Task material:
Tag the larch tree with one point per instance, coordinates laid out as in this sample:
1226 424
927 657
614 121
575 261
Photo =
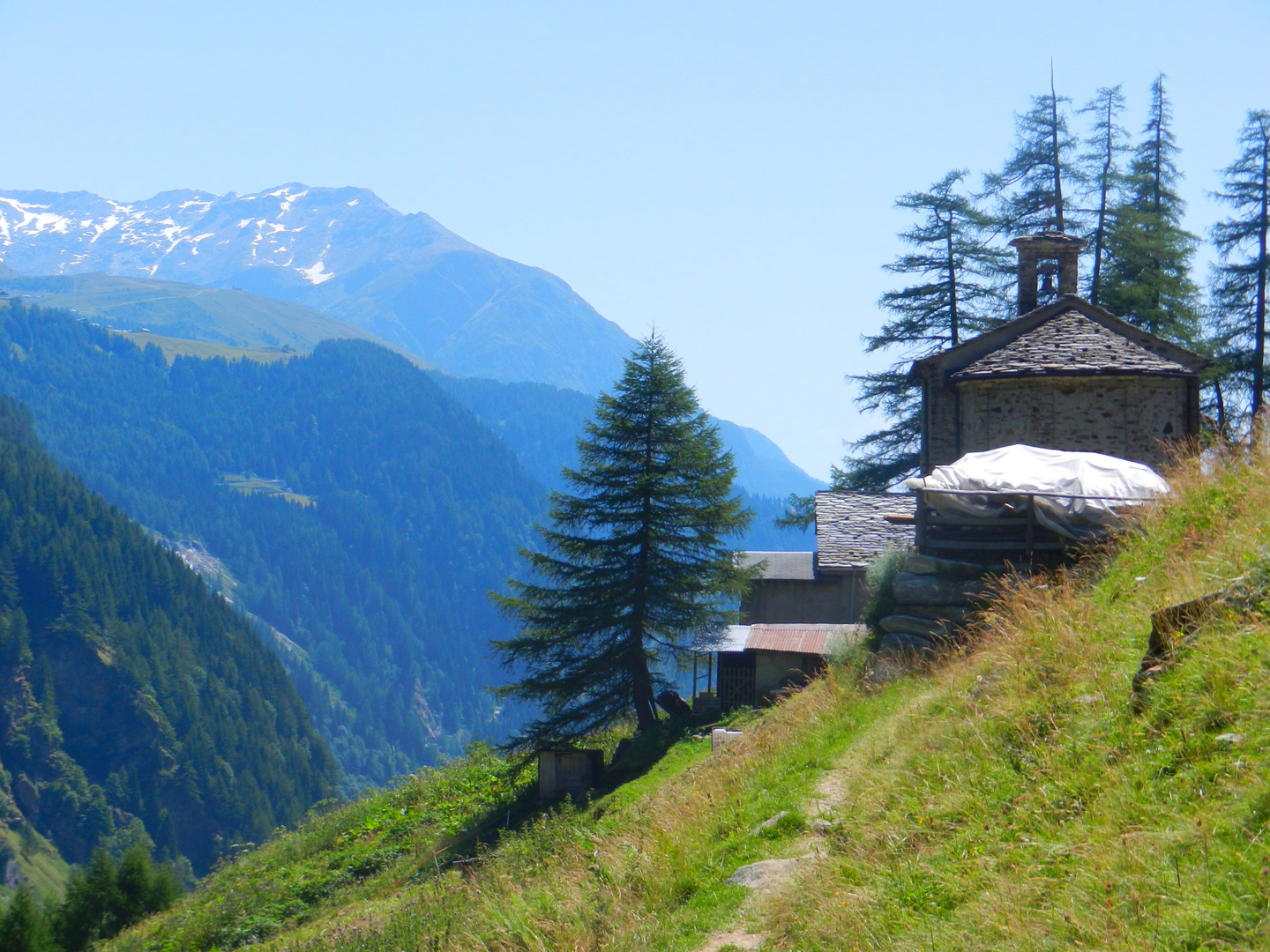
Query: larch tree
1034 190
1238 279
957 292
1105 146
1148 253
635 570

Written problem: Copy the entries again with "pine tree" in place of "larch tree" wherever it occurs, changing nothing else, and leave the pictures out.

Worked answer:
Tag the pine tree with one point per instance, coordinates laid out as in this sample:
1226 424
927 657
614 121
575 261
Photo =
Query: pine tree
1034 190
1238 279
957 292
1105 146
1148 253
635 570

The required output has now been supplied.